Repeat every line of the material below word for word, without changing anything.

------ Excerpted data

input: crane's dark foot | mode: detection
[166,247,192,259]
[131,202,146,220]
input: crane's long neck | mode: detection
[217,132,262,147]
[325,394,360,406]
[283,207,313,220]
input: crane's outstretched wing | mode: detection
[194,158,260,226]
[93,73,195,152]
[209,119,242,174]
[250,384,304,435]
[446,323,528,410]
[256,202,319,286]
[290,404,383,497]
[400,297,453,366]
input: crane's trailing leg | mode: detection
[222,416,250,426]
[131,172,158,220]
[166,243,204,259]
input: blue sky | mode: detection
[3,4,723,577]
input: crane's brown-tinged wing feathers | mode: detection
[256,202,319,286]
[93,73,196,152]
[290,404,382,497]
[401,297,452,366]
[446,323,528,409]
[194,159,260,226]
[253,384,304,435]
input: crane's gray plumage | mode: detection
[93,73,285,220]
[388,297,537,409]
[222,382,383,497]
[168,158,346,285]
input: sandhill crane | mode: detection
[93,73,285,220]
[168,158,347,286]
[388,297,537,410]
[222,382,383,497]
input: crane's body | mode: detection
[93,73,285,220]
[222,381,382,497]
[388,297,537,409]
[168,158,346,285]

------------

The reply.
input: crane's dark foot | mode: detection
[166,247,192,259]
[131,202,146,220]
input: crane's long neck | mode: detection
[217,132,262,147]
[325,394,360,406]
[283,207,313,220]
input: crane's outstretched wing | mode: detection
[194,158,260,226]
[93,73,195,152]
[209,119,242,174]
[250,384,304,435]
[446,323,528,410]
[256,202,319,286]
[290,404,383,497]
[400,297,453,366]
input: crane's trailing leg | mode: detection
[222,416,250,426]
[131,172,158,220]
[166,243,204,259]
input: blue sky | mode: detection
[3,4,723,577]
input: crane's brown-tinged wing feathers | mode: detection
[256,202,319,286]
[93,73,196,152]
[290,404,382,497]
[401,297,452,366]
[446,323,528,409]
[194,159,260,226]
[253,384,304,435]
input: crane's gray plumage | mode: detection
[93,73,285,220]
[388,297,537,409]
[222,382,383,497]
[168,158,346,285]
input: sandhill crane | mode: detection
[93,73,285,220]
[168,158,347,286]
[388,297,537,410]
[222,382,383,497]
input: crane's body | mode: detection
[93,73,285,220]
[222,381,382,497]
[388,297,537,409]
[168,158,346,285]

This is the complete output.